Marquez, a star in her own right, has previously worked with Byredo, Nyx, and fashion brand Gypsy Sport to bring an LA-infused creative vision to the biggest stages, while always celebrating her Latine heritage and uplifting minority creatives around her. Her particular brand of light magic is present as much through screen as it is through campaign, showing what she refers to as her “Virgo ambition” and her deep humility for all of the opportunities she has been blessed with.

Marquez sat down with Remezcla to discuss her journey to becoming a stylist, how she collaborated with Marinero to create primarily expressionistic outfits, and her tips for your next trip to the vintage shop.

I’m always curious as to how people came to be who they are now. Could you tell me how you became a stylist?

I’ve always had a foot in fashion. I grew up in El Salvador, where my grandmother had her own clothing factory, and my mom had her own clothing line. I literally grew up running around the factories, asking the workers to make my uniforms shorter, because I wanted my skirt to be shorter. (laughs) From the get go, I was already a flirt.

We came to the US when I was 5. I feel like growing up Hispanic in America, you don’t nurture those creative jobs. You either want to be a lawyer, doctor, architect – those are the jobs that you think you need to have to get the “American Dream”. So, my mom left fashion behind her. She just went to school to be a nurse, and fashion was a part of her life that she never really revisited. I was always into the arts. I grew up in the Valley, and I was a skater girl, super into the riot girl movement.

##########

▶ _Objective a_: Can you rewrite the dataset entries with "scooter wheel" in place of "bicycle wheel" and everything else left the same?
The Marquez interview and the dataset entries that come next are unrelated material.

Records in a dataset:
##########

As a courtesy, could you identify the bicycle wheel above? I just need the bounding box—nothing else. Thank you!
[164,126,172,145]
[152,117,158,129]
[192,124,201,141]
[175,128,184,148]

##########

▶ _Objective b_: Could you reproduce the portion of the Marquez interview starting at "Marquez, a star" and ending at "been blessed with.", word for word?

▶ _Correct output a_:
As a courtesy, could you identify the scooter wheel above? I just need the bounding box—nothing else. Thank you!
[164,126,172,145]
[152,117,158,129]
[192,124,201,141]
[175,128,184,148]

▶ _Correct output b_:
Marquez, a star in her own right, has previously worked with Byredo, Nyx, and fashion brand Gypsy Sport to bring an LA-infused creative vision to the biggest stages, while always celebrating her Latine heritage and uplifting minority creatives around her. Her particular brand of light magic is present as much through screen as it is through campaign, showing what she refers to as her “Virgo ambition” and her deep humility for all of the opportunities she has been blessed with.